» Task directions
Count the lines in the material below that contain the string "shaded", and give only the number.

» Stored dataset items
==================================================

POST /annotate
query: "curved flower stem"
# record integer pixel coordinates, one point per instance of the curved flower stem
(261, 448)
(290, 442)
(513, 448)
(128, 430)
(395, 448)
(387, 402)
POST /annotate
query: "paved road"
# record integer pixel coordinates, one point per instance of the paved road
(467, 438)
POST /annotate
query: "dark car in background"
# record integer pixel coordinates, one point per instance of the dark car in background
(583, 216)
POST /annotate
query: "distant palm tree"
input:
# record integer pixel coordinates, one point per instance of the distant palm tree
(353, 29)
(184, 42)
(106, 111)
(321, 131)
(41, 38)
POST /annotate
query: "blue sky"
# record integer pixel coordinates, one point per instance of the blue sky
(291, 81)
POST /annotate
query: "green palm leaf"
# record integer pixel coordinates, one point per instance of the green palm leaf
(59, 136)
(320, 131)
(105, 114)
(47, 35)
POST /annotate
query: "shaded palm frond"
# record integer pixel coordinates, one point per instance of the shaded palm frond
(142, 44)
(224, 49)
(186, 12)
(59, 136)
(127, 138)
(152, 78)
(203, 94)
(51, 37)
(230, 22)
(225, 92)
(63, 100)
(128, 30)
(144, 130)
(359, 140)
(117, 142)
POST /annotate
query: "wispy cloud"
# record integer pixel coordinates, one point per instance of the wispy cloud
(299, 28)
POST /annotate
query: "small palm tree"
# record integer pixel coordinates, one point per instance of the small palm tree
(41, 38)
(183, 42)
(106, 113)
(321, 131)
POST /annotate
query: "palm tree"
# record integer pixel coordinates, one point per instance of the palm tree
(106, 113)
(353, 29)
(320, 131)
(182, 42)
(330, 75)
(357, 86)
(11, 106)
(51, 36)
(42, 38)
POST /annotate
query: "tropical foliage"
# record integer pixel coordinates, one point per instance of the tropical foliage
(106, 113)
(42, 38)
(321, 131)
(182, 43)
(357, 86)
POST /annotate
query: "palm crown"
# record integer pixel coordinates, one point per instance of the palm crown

==================================================

» Task answer
2